Image point grounding data >>
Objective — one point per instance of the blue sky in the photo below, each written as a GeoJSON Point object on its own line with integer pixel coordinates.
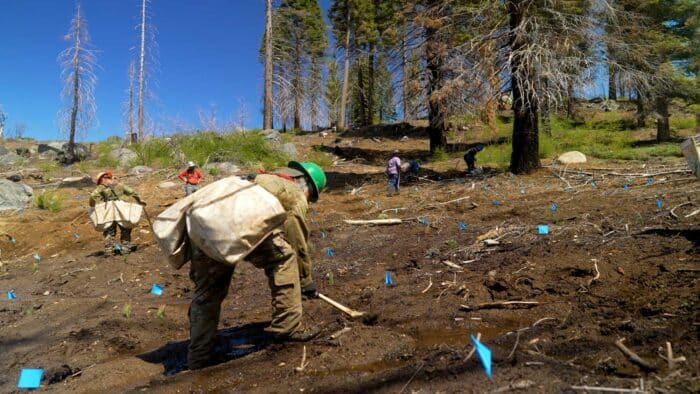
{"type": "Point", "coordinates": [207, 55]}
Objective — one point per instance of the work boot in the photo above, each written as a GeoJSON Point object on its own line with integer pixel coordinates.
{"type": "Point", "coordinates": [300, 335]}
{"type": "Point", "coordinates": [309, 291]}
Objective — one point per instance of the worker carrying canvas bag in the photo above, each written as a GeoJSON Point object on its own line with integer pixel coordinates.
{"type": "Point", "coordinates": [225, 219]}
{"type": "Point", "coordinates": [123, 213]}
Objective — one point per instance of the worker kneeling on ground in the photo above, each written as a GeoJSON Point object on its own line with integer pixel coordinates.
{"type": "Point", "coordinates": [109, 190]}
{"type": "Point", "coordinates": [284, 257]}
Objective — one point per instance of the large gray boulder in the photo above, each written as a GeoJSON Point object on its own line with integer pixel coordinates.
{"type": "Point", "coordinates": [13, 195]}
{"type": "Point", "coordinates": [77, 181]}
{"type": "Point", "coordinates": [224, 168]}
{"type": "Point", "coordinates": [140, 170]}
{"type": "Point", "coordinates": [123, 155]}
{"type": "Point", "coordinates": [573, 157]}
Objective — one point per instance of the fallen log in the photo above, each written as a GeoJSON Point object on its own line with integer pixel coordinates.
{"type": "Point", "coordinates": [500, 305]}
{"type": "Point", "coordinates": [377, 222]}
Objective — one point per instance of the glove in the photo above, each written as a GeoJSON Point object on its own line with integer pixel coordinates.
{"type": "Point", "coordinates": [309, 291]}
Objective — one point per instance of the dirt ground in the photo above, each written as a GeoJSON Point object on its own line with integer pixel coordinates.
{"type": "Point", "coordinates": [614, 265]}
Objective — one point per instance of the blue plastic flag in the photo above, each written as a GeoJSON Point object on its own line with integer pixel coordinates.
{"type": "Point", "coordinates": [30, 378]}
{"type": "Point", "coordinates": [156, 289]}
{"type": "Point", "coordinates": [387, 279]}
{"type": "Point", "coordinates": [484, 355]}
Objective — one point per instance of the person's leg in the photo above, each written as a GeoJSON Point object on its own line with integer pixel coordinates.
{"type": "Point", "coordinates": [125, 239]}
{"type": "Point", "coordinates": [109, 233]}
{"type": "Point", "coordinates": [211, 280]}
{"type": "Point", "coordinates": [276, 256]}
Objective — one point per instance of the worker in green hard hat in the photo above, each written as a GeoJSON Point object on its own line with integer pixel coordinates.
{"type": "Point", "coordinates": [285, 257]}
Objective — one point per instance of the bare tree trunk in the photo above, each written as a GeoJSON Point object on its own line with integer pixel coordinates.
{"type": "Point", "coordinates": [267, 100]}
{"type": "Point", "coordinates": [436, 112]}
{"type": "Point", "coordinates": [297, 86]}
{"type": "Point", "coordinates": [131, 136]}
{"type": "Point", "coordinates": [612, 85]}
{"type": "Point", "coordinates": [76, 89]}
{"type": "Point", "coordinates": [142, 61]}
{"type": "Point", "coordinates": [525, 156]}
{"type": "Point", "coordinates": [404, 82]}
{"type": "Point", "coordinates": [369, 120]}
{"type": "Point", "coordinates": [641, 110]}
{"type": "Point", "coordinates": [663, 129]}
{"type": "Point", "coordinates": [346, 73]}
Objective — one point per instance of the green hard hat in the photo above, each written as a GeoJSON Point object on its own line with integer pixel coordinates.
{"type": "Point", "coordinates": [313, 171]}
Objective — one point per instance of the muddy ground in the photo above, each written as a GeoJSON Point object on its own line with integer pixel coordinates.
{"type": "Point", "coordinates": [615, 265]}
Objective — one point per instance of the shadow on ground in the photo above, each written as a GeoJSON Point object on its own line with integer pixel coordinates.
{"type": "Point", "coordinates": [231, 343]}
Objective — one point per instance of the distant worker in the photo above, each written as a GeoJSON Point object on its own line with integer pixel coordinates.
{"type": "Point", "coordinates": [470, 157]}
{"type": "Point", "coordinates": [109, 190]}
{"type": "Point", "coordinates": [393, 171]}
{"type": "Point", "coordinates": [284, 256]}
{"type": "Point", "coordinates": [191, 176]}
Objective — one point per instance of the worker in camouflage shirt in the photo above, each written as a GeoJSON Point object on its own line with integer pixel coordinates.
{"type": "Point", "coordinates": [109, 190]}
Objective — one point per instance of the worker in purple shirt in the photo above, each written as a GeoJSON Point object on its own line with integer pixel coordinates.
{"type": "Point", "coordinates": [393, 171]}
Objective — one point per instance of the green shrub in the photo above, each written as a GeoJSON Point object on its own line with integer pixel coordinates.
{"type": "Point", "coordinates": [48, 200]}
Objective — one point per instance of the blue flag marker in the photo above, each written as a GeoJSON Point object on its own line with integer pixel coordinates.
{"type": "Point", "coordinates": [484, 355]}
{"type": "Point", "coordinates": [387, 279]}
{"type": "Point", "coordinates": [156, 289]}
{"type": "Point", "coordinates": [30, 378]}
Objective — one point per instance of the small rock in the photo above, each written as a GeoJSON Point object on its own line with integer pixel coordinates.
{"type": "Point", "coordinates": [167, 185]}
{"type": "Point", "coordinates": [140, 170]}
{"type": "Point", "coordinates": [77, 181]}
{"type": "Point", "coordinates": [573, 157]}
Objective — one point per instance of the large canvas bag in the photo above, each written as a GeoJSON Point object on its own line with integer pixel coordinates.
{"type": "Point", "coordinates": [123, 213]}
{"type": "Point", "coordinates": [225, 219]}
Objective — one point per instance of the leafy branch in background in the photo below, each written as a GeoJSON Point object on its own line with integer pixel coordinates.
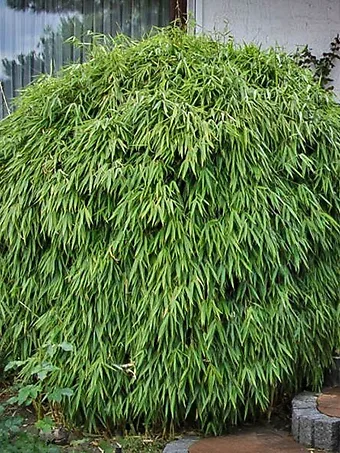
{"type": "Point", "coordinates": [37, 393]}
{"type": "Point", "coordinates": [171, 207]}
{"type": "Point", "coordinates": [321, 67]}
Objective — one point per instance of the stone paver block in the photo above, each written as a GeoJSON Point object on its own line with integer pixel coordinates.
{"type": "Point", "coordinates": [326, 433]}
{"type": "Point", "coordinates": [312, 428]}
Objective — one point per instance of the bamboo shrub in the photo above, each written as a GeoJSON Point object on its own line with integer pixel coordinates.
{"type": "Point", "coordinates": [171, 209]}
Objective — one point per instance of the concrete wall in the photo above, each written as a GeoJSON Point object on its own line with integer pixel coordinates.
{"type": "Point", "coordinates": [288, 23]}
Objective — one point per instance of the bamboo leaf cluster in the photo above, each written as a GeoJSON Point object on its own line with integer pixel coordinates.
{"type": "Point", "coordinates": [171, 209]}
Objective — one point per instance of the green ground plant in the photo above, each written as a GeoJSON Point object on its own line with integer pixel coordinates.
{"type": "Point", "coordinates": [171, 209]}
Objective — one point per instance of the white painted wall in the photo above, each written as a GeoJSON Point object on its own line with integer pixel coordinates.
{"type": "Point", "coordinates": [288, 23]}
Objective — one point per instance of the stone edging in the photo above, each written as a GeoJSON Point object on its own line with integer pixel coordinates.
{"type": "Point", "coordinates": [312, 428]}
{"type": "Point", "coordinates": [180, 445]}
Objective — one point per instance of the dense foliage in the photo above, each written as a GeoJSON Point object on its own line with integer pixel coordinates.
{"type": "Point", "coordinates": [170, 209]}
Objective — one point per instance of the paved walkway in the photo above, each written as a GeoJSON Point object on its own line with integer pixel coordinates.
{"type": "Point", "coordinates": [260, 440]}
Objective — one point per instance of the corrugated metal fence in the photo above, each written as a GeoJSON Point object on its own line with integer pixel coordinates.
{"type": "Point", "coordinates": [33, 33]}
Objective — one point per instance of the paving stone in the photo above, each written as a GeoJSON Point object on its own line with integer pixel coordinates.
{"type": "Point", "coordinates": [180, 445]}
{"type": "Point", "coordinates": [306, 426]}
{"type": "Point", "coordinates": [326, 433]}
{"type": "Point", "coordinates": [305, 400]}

The problem >>
The records above must be repeated in full and exactly, but without any of the pictures.

Exercise response >>
Objective — one point per instance of the blue sky in the photo below, each written as a GeoJSON Point object on its own line with integer pixel coordinates.
{"type": "Point", "coordinates": [207, 55]}
Objective — one point per instance of the work boot in the photo above, each written as a GeoJSON Point object on its own line with integer pixel coordinates.
{"type": "Point", "coordinates": [300, 335]}
{"type": "Point", "coordinates": [309, 291]}
Objective — one point per instance of the worker carrying canvas bag in the photo above, each written as a GeoJSON Point object on its own line with integer pixel coordinates.
{"type": "Point", "coordinates": [225, 219]}
{"type": "Point", "coordinates": [123, 213]}
Objective — one point per instance of the worker kneeling on ground in the photo above, each written as a GeoJSON Point object on its own line with integer pixel coordinates.
{"type": "Point", "coordinates": [109, 190]}
{"type": "Point", "coordinates": [284, 257]}
Objective — one point per instance of the large gray boulder in the photo above, each written as a GeoJSON Point object on its own line with integer pixel coordinates.
{"type": "Point", "coordinates": [13, 195]}
{"type": "Point", "coordinates": [77, 181]}
{"type": "Point", "coordinates": [224, 168]}
{"type": "Point", "coordinates": [140, 170]}
{"type": "Point", "coordinates": [123, 155]}
{"type": "Point", "coordinates": [573, 157]}
Objective — one point per instance of the fallen log in the photo above, each written as a GeoJSON Point object on its own line with integer pixel coordinates.
{"type": "Point", "coordinates": [500, 305]}
{"type": "Point", "coordinates": [377, 222]}
Objective — one point per instance of the glove in the photo above, each written as a GeoJSON Point object on its own line with integer pixel coordinates.
{"type": "Point", "coordinates": [309, 291]}
Objective — one point per instance of the dirt ground in the photo above, each written as a GeoJSON Point object on its own line with integer pixel coordinates.
{"type": "Point", "coordinates": [614, 265]}
Objective — one point per instance of the blue plastic flag in the photo above, each written as a GeoJSON Point object on its own line with integer pixel coordinates.
{"type": "Point", "coordinates": [30, 378]}
{"type": "Point", "coordinates": [156, 289]}
{"type": "Point", "coordinates": [387, 279]}
{"type": "Point", "coordinates": [484, 355]}
Objective — one point per instance of the person's leg in the photo above, each written as a GeoJSON Point object on its own line with integer pixel coordinates.
{"type": "Point", "coordinates": [125, 239]}
{"type": "Point", "coordinates": [109, 233]}
{"type": "Point", "coordinates": [211, 280]}
{"type": "Point", "coordinates": [276, 256]}
Objective — one point per instance of the worker in green hard hat in the photo above, each written as a GeoJSON Point object on its own line with integer pixel coordinates.
{"type": "Point", "coordinates": [285, 257]}
Objective — one point per instance of the bare tree trunk in the photo above, each written as a GeoJSON Point object on its own line with integer pixel coordinates.
{"type": "Point", "coordinates": [267, 100]}
{"type": "Point", "coordinates": [436, 112]}
{"type": "Point", "coordinates": [297, 86]}
{"type": "Point", "coordinates": [131, 136]}
{"type": "Point", "coordinates": [612, 85]}
{"type": "Point", "coordinates": [76, 89]}
{"type": "Point", "coordinates": [142, 61]}
{"type": "Point", "coordinates": [525, 156]}
{"type": "Point", "coordinates": [404, 82]}
{"type": "Point", "coordinates": [369, 120]}
{"type": "Point", "coordinates": [641, 110]}
{"type": "Point", "coordinates": [663, 129]}
{"type": "Point", "coordinates": [346, 73]}
Objective — one point per instance of the green hard hat in the photo above, each written as a GeoJSON Point object on its own line with integer pixel coordinates.
{"type": "Point", "coordinates": [313, 171]}
Objective — one point per instance of the muddy ground in the photo above, each written as a GeoJSON Point object on its own line with integer pixel coordinates.
{"type": "Point", "coordinates": [615, 265]}
Objective — one point per instance of the shadow on ground in the photo above, each written as a GeoJSON Point object on its own line with integer pixel coordinates.
{"type": "Point", "coordinates": [231, 343]}
Objective — one point per instance of the distant worker in the photo above, each written as a GeoJSON Point object on its own line with integer pixel coordinates.
{"type": "Point", "coordinates": [470, 157]}
{"type": "Point", "coordinates": [109, 190]}
{"type": "Point", "coordinates": [393, 171]}
{"type": "Point", "coordinates": [284, 256]}
{"type": "Point", "coordinates": [191, 176]}
Objective — one point per instance of the worker in camouflage shirt in the photo above, each written as a GeoJSON Point object on its own line with integer pixel coordinates.
{"type": "Point", "coordinates": [109, 190]}
Objective — one point per instance of the worker in purple shirt in the photo above, each written as a GeoJSON Point object on its own line with integer pixel coordinates.
{"type": "Point", "coordinates": [393, 171]}
Objective — one point per instance of the green shrub in the photo above, each written as a GeoJSON Point object on its own line with integer pixel coordinates.
{"type": "Point", "coordinates": [48, 200]}
Objective — one point per instance of the blue flag marker in the photo above, each written as a GeoJSON Point object on its own line with integer pixel coordinates.
{"type": "Point", "coordinates": [484, 355]}
{"type": "Point", "coordinates": [387, 279]}
{"type": "Point", "coordinates": [156, 289]}
{"type": "Point", "coordinates": [30, 378]}
Objective — one point per instance of the small rock in the photo above, each written as a GeoJSON Point object on its own line with integer pixel coordinates.
{"type": "Point", "coordinates": [167, 185]}
{"type": "Point", "coordinates": [140, 170]}
{"type": "Point", "coordinates": [77, 181]}
{"type": "Point", "coordinates": [573, 157]}
Objective — one point per instance of the large canvas bag in the photo above, each written as a GeoJSON Point object on its own line with integer pixel coordinates.
{"type": "Point", "coordinates": [123, 213]}
{"type": "Point", "coordinates": [225, 219]}
Objective — one point per instance of the leafy branch in background in the photo below, each written as a GeoJSON Point object on its own line with integer pixel coordinates.
{"type": "Point", "coordinates": [37, 393]}
{"type": "Point", "coordinates": [171, 207]}
{"type": "Point", "coordinates": [321, 67]}
Objective — one point per instance of the stone paver block in the photo above, each written as a GeoJSON Point object on its own line with integer pixel coordinates.
{"type": "Point", "coordinates": [326, 433]}
{"type": "Point", "coordinates": [312, 428]}
Objective — one point per instance of the bamboo shrub in the photo above, each written as a GeoJSON Point object on its own line with integer pixel coordinates.
{"type": "Point", "coordinates": [171, 209]}
Objective — one point per instance of the concrete wall in the photo above, each written as a GeoJSON Point object on its own line with integer pixel coordinates.
{"type": "Point", "coordinates": [288, 23]}
Objective — one point per instance of the bamboo leaf cluster in the photo above, each written as a GeoJSON Point object on its own line with integer pixel coordinates.
{"type": "Point", "coordinates": [171, 209]}
Objective — one point per instance of the green ground plant in the photo above, each written as a GeoJSON Point object on its own line with integer pixel coordinates.
{"type": "Point", "coordinates": [171, 209]}
Objective — one point per instance of the white painted wall in the photo above, each written as a GeoJSON Point object on its own line with integer pixel coordinates.
{"type": "Point", "coordinates": [288, 23]}
Objective — one point per instance of the stone edging in the photo above, each written as a GeoJSON Point object on its own line with integer pixel coordinates.
{"type": "Point", "coordinates": [312, 428]}
{"type": "Point", "coordinates": [180, 445]}
Objective — one point per instance of the dense foliage in the photo above, each written as a GeoJSON Point object on its own line with integer pixel coordinates.
{"type": "Point", "coordinates": [170, 209]}
Objective — one point per instance of the paved walkway in the photo above, each written as a GeoJSON Point object on its own line with integer pixel coordinates.
{"type": "Point", "coordinates": [260, 440]}
Objective — one point per instance of the corrugated metal fence in the photo above, each written as a GeoJSON Point object on its own line with integer pixel coordinates.
{"type": "Point", "coordinates": [33, 33]}
Objective — one point per instance of the paving stone in the photo above, each written as a GeoJSON Point object on its own line with integer pixel coordinates.
{"type": "Point", "coordinates": [180, 445]}
{"type": "Point", "coordinates": [306, 426]}
{"type": "Point", "coordinates": [326, 433]}
{"type": "Point", "coordinates": [305, 400]}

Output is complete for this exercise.